Selected text →

***

When a portion of the population isn’t “covered,” the hidden and not so hidden costs, both financial and social, to everybody are substantial. Though he didn’t mention single payer, he appears to make a case that without an inclusive, real system, we will never find value and never control costs. And how will we EVER find value while we literally waste 20-25% of ALL our health care dollars servicing the insurance industry that adds nothing to health and complicates the lives of those who actually care for you?

On the escalator, after the talk, I asked an older doc, even older than I, what he thought. With great angst, he stated, “Whenever we mix money, politics and medicine, we will get nowhere. I used to care. Now, I am just trying to finish my career.” I identify with his despondency, but can we really afford to not care?

-paul hochfeld

California Road Trip, Day 8
September 30, 2010

Sarcastic News Flash!!! Insert tongue into cheek now.

Today we learned from our friends in San Luis Obispo that California has solved the problem of obtaining health care for their 6.5 million uninsured and their millions of underinsured! Two days ago the Governator signed into law a bill that allows health care clinicians from out of state to come to California to provide free medical care, just like clinicians do in other third world countries.

This legislation was sparked by the group Remote Area Medicine who first brought their medical and dental teams to Los Angeles last year. On the first day, they were overwhelmed as thousands of people lined up at their door. Many of the people who showed up had insurance but had found that they still couldn’t afford necessary care. Welcome to third world America!

But let’s get serious, the news isn’t all bad. Our experience in San Luis Obispo is that this is a passionate community of physicians and health advocates. We had lunch with 4 local doctors who wanted to learn more about single payer. One doctor had spent the past ten months organizing a comprehensive free clinic for the community.

Our forum at the local library was attended by over 120 people who shared their caring and their stories with us. One physician told us that he was happy to be employed by the state prison system. The pay is good and he can focus on taking care of his patients without insurance company hassles. He reminded us that prisoners cannot legally be denied necessary medical care, unlike those outside of prison. He was able to spearhead an initiative to ban all tobacco products in the prison which resulted in a 40% decrease in referrals to cardiologists. Oh the horrors of socialized medicine!

We need a health care system that is universal and promotes preventative measures to improve health, just like those in the California prison system. We need single payer now.

***

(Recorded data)

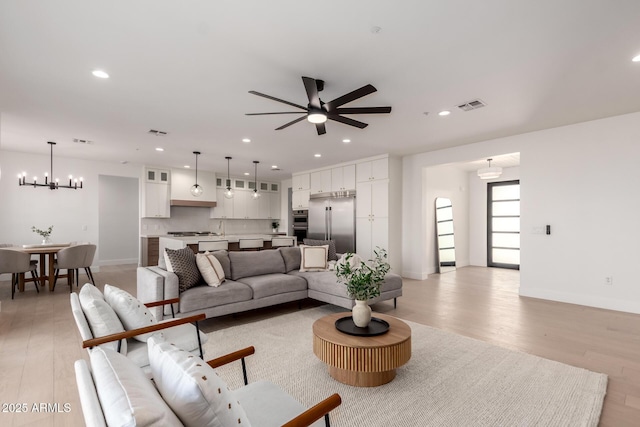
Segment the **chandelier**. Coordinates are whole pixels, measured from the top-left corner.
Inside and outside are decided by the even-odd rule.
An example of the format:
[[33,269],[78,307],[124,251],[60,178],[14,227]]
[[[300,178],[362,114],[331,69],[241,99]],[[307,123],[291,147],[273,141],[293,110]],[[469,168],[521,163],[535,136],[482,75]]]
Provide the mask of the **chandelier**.
[[[51,181],[49,181],[49,173],[44,173],[44,183],[38,182],[38,177],[33,177],[33,182],[27,182],[27,173],[22,172],[18,174],[18,185],[29,185],[35,187],[49,187],[50,190],[57,190],[58,188],[71,188],[72,190],[77,190],[78,188],[82,188],[82,177],[74,178],[73,175],[69,175],[69,185],[61,185],[58,178],[53,179],[53,146],[56,145],[55,142],[49,141],[47,142],[51,146]],[[78,181],[79,184],[78,185]]]

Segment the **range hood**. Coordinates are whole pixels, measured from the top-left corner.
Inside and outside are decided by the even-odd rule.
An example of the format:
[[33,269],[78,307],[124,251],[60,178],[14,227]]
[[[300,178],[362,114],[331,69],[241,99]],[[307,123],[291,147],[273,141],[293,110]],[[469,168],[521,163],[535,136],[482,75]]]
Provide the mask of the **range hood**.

***

Problems to work on →
[1] According to the health care text, how many people attended the forum at the local library in San Luis Obispo?
[2] Carry the health care text forward from its final sentence.

Numbered answers →
[1] Over 120 people attended the forum.

[2]
California Road Trip, Day 8, Las Vegas
September 30, 201

Special report from Paul Hochfeld…

Since when is Las Vegas in California? Explanation. After the Santa Cruz event, I left the Road Trip for three days to attend the American College of Emergency Physicians meeting, in Las Vegas, where PNHP has a table among the other “exhibitors.” Every so often, a supporter shakes our hands then shakes his/her head in agreement, “We didn’t fix it, did we?” Occasionally, someone questions, “What are you selling?” We explain the history and purpose of Physicians for a National Health Program. Single payer supporter or not, every doctor agrees that our sick care non-system is profoundly broken.

The Exhibit Hall

Vegas is surreal. The exhibit hall is equally surreal. Our humble PNHP table is surrounded by multi-hospital emergency groups (who charge local groups up to 32% for “management fees”), billing/coding companies, drug pushers, purveyors of a variety of software packages, and assorted medical gizmo manufacturers.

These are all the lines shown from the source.